### Article
Stay on guard while investing in China

Discussion in 'Economics' started by JSOP, Dec 13, 2021.

  1. JSOP

    JSOP

    https://businesshala.com/stay-on-gu...na-expert-says-expect-to-be-blindsided-again/

    My question is: WHY invest in China at all when you are to expect to be blindsided, again. I mean why invest in a place when you can expect to lose money for which there is no recourse?? The expected return is not even worth it anymore. Why would you put money in a place when you constantly have to watch out for something bad that can happen at any time that can cause you to lose all your money there are so many investments out there that you can earn a comfortable rate of return almost guaranteed or at least have some assurance that you can?

    This does not make any sense especially from a risk management point of view.
     
    Last edited: Dec 13, 2021
    nooby_mcnoob likes this.
  2. As an investor, you are basically the last person who is going to get paid in China. This makes sense to me. Investors risk their capital, others risk their time. If we ran like that here, perhaps we wouldn't have zombie companies/economy.
     
  3. JSOP

    JSOP

    Yeah but in this case, the article is talking about fraud. Investors are not getting their money back because of fraud and misrepresentation not because of the reasons like economic downturn or the company losing the competitive edge and etc.; it's because of downright fraud. So why would it make sense to you? That you should expect to lose money because the companies lie about their financial health? It's like saying when you invest in companies you should expect to lose your investment because they are all Enron's.
     
  4. True, they lie a lot. Remember lucky coffee(?)
     
  5. mervyn

    mervyn

    Carson Block is a one trick pony. I followed him religiously for several years and he front ran his clients and there were long of large funds betting against his positions. I never make any money from his short list, perhaps I don't have big enough wallet and got squeezed out. So as Kyle Bass.

### Excerpted records
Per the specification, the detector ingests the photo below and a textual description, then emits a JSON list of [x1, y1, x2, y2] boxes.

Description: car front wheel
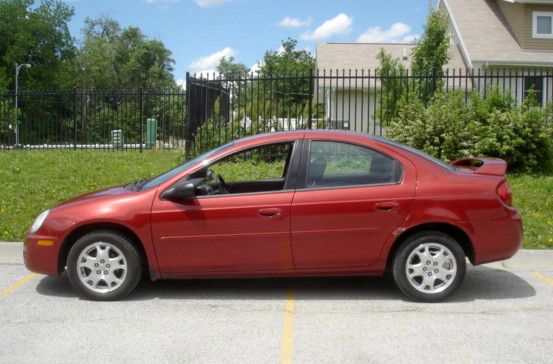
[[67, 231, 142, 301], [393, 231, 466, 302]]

* * *

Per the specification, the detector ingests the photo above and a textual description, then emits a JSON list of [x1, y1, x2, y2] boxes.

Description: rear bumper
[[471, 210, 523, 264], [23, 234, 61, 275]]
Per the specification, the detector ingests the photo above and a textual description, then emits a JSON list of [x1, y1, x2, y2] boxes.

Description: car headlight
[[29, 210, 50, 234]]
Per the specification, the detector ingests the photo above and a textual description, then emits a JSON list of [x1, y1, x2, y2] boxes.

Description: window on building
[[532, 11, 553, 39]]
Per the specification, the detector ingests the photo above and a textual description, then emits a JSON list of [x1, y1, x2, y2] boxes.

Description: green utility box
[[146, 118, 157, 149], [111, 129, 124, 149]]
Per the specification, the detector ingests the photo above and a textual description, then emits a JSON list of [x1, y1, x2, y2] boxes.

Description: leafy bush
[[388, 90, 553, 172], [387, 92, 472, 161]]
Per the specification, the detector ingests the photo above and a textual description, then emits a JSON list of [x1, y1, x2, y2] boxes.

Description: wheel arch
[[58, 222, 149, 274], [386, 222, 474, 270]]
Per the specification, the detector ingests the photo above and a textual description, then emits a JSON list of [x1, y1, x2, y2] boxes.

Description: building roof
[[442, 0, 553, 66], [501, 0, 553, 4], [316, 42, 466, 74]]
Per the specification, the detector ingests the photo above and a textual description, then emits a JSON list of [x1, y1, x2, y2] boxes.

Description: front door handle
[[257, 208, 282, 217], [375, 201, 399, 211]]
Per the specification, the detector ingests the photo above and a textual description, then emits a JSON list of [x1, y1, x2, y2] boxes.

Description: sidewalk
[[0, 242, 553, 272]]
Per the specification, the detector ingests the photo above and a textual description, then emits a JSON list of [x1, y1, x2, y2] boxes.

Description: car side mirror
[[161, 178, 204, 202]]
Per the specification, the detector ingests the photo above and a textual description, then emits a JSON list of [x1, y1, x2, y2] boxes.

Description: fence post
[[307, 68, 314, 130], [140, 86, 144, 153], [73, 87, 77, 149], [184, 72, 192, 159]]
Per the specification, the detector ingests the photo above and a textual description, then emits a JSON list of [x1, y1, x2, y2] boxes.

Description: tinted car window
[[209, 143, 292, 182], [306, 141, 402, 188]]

### What is being asked
In the forum thread about investing in China, whom does mervyn call a one trick pony? The lines come from a separate source.

### Task output
Carson Block